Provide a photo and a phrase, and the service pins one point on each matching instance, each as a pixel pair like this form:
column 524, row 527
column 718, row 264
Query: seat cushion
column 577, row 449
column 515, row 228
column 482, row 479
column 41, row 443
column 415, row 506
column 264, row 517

## Aim of the task
Reproduce the records above verbatim, keeping every line in its original order.

## Written reply
Provide a photo and a phrase, and the service pins one point on each matching instance, each as a pixel pair like this form:
column 524, row 527
column 718, row 264
Query: seat cushion
column 577, row 449
column 515, row 228
column 482, row 479
column 41, row 443
column 415, row 506
column 264, row 517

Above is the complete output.